Data section =
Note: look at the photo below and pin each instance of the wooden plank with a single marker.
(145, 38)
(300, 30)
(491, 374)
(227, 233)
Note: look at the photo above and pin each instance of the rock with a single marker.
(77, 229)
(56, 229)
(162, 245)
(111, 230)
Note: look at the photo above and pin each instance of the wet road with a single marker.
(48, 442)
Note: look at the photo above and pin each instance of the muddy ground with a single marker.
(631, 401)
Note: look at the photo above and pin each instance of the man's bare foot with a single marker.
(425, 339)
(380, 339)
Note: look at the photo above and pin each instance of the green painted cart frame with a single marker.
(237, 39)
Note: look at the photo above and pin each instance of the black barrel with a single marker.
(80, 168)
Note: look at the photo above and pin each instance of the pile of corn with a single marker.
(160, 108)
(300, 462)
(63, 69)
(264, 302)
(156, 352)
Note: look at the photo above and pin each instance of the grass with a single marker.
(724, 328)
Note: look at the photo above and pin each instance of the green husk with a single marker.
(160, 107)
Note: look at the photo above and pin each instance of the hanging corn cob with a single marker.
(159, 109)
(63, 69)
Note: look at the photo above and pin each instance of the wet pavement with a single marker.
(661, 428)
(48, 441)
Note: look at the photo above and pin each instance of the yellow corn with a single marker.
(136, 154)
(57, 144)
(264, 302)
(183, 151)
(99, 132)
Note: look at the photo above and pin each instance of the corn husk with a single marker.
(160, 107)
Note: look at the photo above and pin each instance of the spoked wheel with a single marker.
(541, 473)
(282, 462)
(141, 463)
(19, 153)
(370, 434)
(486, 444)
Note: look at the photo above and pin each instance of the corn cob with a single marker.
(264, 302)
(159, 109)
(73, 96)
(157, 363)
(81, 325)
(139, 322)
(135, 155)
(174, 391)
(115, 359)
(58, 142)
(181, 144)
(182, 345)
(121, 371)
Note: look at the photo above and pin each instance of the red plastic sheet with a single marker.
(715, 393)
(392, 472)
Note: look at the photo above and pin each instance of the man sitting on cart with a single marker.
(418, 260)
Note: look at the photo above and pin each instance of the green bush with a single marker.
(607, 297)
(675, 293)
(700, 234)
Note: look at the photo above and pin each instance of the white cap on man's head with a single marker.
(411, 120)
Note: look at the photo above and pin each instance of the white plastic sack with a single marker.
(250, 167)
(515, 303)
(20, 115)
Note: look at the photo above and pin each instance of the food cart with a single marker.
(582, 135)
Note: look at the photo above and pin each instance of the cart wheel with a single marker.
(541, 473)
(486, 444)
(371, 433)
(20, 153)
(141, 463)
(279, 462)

--

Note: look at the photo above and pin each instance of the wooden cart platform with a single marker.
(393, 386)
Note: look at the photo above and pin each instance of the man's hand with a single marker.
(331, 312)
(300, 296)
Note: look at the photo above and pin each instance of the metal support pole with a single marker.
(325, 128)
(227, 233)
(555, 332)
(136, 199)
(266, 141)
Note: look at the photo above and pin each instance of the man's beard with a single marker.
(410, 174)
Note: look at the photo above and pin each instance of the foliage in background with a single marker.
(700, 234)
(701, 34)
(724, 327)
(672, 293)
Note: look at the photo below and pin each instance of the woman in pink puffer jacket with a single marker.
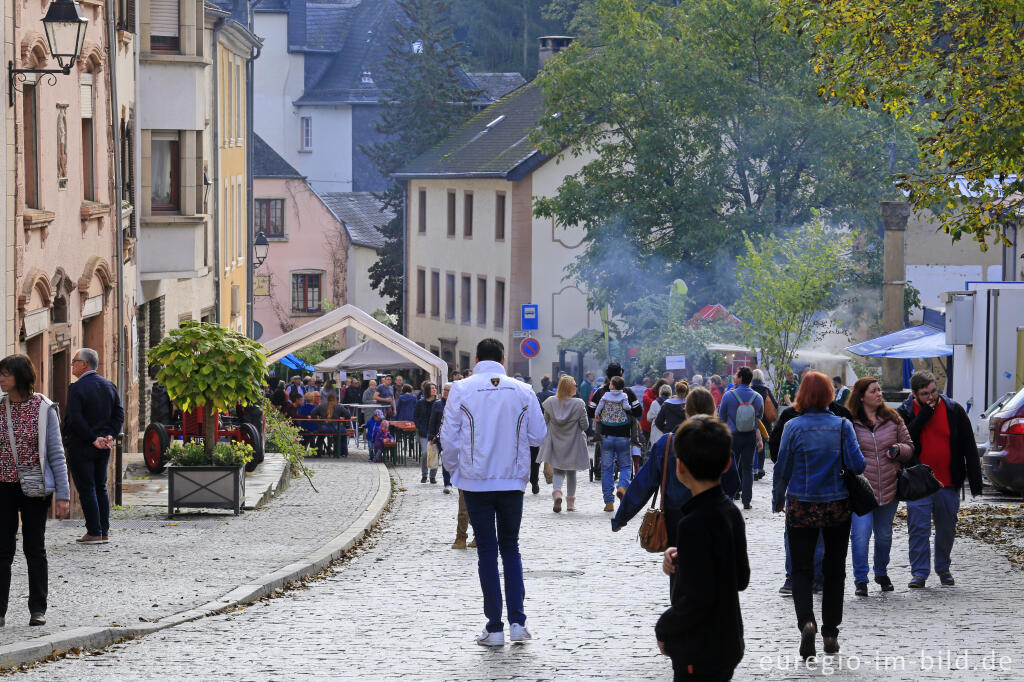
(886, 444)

Task = Identify each line of the listing above that contains the string "plastic", and copy those lines out in full. Case counts.

Full response =
Note: look at the photo above and pin each instance of the red plastic sheet with a single marker.
Note: look at the photo above and pin each instance of the white plastic sack with a single marker.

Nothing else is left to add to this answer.